● Task instructions: Reproduce all the entries beneath this sentence exactly.

● Listed records:
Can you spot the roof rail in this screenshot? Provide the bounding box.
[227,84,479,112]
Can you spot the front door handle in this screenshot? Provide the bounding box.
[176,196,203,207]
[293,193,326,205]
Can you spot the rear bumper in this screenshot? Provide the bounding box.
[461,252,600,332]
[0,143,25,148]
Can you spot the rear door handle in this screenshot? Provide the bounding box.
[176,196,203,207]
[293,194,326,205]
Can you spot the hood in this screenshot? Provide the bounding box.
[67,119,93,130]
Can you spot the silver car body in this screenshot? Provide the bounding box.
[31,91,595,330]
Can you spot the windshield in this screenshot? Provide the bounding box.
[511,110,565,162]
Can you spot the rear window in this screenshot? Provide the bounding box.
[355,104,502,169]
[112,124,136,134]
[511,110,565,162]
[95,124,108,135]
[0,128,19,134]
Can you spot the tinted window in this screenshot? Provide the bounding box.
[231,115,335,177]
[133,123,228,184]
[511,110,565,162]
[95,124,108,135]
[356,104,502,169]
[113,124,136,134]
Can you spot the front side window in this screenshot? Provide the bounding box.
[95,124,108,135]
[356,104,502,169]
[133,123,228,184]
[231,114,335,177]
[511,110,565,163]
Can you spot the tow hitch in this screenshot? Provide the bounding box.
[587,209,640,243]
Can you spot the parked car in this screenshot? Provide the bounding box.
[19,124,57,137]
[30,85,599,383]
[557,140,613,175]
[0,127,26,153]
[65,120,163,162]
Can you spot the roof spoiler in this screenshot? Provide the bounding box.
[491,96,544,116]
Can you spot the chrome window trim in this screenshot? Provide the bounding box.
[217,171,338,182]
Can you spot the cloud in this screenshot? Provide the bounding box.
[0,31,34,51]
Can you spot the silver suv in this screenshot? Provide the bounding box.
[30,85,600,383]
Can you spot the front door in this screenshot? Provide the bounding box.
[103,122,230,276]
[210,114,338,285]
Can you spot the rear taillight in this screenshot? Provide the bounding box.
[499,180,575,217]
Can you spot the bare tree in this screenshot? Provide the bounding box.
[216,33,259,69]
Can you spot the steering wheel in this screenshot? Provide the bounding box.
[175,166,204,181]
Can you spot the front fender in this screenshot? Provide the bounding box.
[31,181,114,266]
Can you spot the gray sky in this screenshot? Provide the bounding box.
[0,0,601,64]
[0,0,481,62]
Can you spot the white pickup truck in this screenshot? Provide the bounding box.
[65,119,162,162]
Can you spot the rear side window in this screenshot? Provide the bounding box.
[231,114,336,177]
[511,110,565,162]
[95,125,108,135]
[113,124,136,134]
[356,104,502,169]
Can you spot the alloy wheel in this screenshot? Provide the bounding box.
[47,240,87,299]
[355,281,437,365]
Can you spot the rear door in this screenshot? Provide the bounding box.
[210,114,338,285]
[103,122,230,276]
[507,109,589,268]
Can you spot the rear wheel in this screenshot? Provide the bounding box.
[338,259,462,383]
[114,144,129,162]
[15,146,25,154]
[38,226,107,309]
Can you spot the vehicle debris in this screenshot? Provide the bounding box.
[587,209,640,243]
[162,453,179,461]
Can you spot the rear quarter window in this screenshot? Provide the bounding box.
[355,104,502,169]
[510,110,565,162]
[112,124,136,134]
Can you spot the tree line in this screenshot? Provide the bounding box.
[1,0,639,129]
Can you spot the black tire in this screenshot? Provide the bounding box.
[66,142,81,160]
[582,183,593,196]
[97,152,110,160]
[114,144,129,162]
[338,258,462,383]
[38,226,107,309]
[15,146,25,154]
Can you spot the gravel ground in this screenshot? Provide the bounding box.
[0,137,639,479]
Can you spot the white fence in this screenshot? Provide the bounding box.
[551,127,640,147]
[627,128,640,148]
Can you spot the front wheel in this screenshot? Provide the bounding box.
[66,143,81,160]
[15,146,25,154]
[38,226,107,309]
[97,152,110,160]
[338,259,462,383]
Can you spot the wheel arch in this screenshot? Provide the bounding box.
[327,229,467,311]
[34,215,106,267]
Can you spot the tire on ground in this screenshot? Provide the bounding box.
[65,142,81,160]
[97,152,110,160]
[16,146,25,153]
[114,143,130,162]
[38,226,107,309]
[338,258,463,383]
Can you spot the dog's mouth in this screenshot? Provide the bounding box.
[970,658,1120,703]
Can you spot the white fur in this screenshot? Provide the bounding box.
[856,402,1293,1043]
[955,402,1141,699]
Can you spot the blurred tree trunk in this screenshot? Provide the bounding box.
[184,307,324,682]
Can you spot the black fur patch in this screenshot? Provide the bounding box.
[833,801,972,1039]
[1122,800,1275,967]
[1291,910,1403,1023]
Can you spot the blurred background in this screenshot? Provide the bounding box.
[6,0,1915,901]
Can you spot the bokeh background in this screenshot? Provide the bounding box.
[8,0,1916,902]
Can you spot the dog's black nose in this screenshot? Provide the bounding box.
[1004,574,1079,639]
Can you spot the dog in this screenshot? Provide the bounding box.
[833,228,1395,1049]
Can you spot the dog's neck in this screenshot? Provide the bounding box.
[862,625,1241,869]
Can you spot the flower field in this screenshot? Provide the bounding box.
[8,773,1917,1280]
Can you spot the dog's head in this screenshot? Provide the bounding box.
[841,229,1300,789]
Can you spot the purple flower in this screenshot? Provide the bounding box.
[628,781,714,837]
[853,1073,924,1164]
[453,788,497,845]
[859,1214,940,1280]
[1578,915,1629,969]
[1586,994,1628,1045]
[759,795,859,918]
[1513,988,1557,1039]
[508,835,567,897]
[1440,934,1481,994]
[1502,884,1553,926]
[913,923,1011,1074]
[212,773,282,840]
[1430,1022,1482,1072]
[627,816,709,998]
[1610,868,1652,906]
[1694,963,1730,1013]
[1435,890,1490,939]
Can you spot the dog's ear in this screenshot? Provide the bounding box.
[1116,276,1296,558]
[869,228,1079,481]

● Result:
Can you spot the roof rail in this screenshot? Provide the bounding box.
[227,84,479,112]
Can you spot the front door handle in this screenshot? Provide the bounding box.
[176,196,203,207]
[293,193,326,205]
Can you spot the rear bumper in this screenshot? Provide the bounding box.
[461,252,600,332]
[0,143,25,148]
Can you spot the rear door handle in this screenshot? Provide the bounding box.
[176,196,203,207]
[293,194,326,205]
Can you spot the hood in this screenshot? Provide the bounding box.
[67,119,93,130]
Can you spot the silver car body in this screenshot? Provide the bounding box.
[31,91,595,330]
Can you spot the windshield in this screenshot? Provide the bounding box.
[511,110,565,162]
Can you spot the rear window in this screenshot? Provide the bounding box.
[355,104,502,169]
[112,124,136,134]
[511,110,565,162]
[95,124,108,135]
[0,128,19,134]
Can you spot the tinted window in this screenshot? Provide the bounding box.
[231,115,335,177]
[133,123,228,184]
[511,110,565,162]
[95,124,108,135]
[356,104,502,169]
[113,124,136,134]
Can you spot the front side window in this screenshot? Provide the bounding box.
[95,124,108,135]
[356,104,502,169]
[133,123,228,184]
[231,114,335,177]
[511,110,565,163]
Can you spot the tow hitch in this screenshot? Provide the bounding box.
[587,209,640,243]
Can you spot the parked car in this screenshot? Provide the bounding box.
[19,124,57,137]
[30,85,599,383]
[557,140,613,175]
[0,127,26,153]
[65,120,163,162]
Can you spot the roof spoiler in this screenshot? Provide the bounding box.
[491,96,544,116]
Can you spot the chrome window trim in this screenshot? Provide the bounding box.
[217,171,338,182]
Can you spot the cloud in this screenshot? Provide the bounding box.
[0,31,34,51]
Can you spot the silver suv in this screenshot? Provide the bounding box.
[30,85,600,383]
Can you spot the front door in this screenshot? Provide the bounding box.
[103,122,230,276]
[210,114,338,285]
Can you spot the rear taillight in this screenshot? Provide the bounding box.
[499,180,575,217]
Can you spot the bare tree in this screenshot? Provide the bounding box.
[216,33,259,69]
Can you spot the steering wheel in this screenshot? Provide the bounding box.
[175,166,204,181]
Can you spot the front fender in this screenshot? Provide the bounding box.
[31,181,114,266]
Can you spot the gray sky in this screenshot? Provide the bounding box.
[0,0,601,64]
[0,0,481,62]
Can you spot the white pickup truck in this screenshot? Provide the bounding box.
[65,119,162,162]
Can you spot the rear side window in this screenshot? Provide the bounding box.
[231,114,336,177]
[511,110,565,162]
[95,125,108,135]
[113,124,136,134]
[356,104,502,169]
Can you spot the alloy wheel in this screenshot? Provide the bounding box.
[47,240,87,299]
[355,281,437,365]
Can you spot the rear door in this screenshot? Provide the bounding box.
[210,114,338,285]
[103,122,230,276]
[507,109,589,268]
Can you spot the rear wheel in this screenshot? Provide the bounding box.
[338,259,462,383]
[114,144,129,162]
[15,146,25,154]
[38,226,107,309]
Can you spot the vehicle debris in this screenshot? Provide the bounding box.
[587,209,640,243]
[162,453,179,461]
Can you spot the rear quarter window in this screenshot? Provide the bounding box.
[355,104,502,169]
[510,110,565,162]
[112,124,136,134]
Can you spot the tree line in this screenshot? Provide the bounding box.
[1,0,639,129]
Can you spot the black tire in this screenshot? Provide the bounding box.
[66,142,81,160]
[582,183,593,196]
[97,152,110,160]
[114,144,129,162]
[338,258,462,383]
[38,226,107,309]
[15,146,25,154]
Can you spot the gravel ground in this screenshot? Provide the bounding box.
[0,137,639,479]
Can you spot the white fence in this screenshot? Provide the bounding box.
[551,127,640,147]
[627,128,640,148]
Can you spot the front wheel in this screenshot? Provide the bounding box.
[66,143,81,160]
[15,146,25,154]
[38,226,107,309]
[97,152,110,160]
[338,259,462,383]
Can you spot the wheel arch in this screenshot? Provide the bounding box.
[327,229,467,311]
[34,215,106,267]
Can you spot the tire on ground in this screenshot? Provide the bounding box.
[65,142,81,160]
[97,152,110,160]
[16,146,25,153]
[114,143,130,162]
[38,226,107,309]
[338,258,463,383]
Can you spot the dog's mouth in this screenshot? Provide the bounding box.
[970,658,1120,703]
Can you spot the white fur in this screenshot? Provide the bounding box.
[856,402,1293,1043]
[955,402,1141,699]
Can you spot the blurred tree trunk in this screenshot? Provide the bounding box.
[184,307,324,682]
Can you spot the black fur patch in this screenshot? Provide the bounding box.
[833,801,972,1039]
[1122,800,1275,967]
[1291,910,1403,1023]
Can you spot the blurred background in this screenshot? Provide the bounding box.
[6,0,1915,901]
Can you spot the bokeh background in this screenshot? Provide the bounding box.
[8,0,1916,902]
Can you spot the dog's black nose in this screenshot? Provide the bounding box.
[1004,574,1079,639]
Can you spot the dog in this screenshot? Provide the bounding box.
[833,228,1395,1049]
Can you spot the dog's neck in this screenshot? Provide the bounding box.
[862,625,1241,869]
Can you spot the flower field in this screenshot? Provide the bounding box.
[8,773,1917,1280]
Can you spot the dog's head in this screenshot? Provide the bounding box.
[841,229,1300,789]
Can you spot the purple flower in this screenshot? Provide the bounding box.
[628,781,714,837]
[853,1073,924,1164]
[453,788,497,845]
[859,1214,940,1280]
[1578,915,1629,969]
[1586,994,1628,1045]
[759,795,859,918]
[1513,988,1557,1039]
[508,835,567,897]
[1440,934,1481,994]
[1502,884,1553,926]
[913,923,1011,1074]
[212,773,282,840]
[1430,1022,1482,1072]
[627,816,709,998]
[1610,868,1652,906]
[1694,963,1730,1013]
[1435,890,1490,939]
Can you spot the dog's ear in this screenshot? Provide the bounding box.
[1116,276,1296,558]
[869,228,1079,481]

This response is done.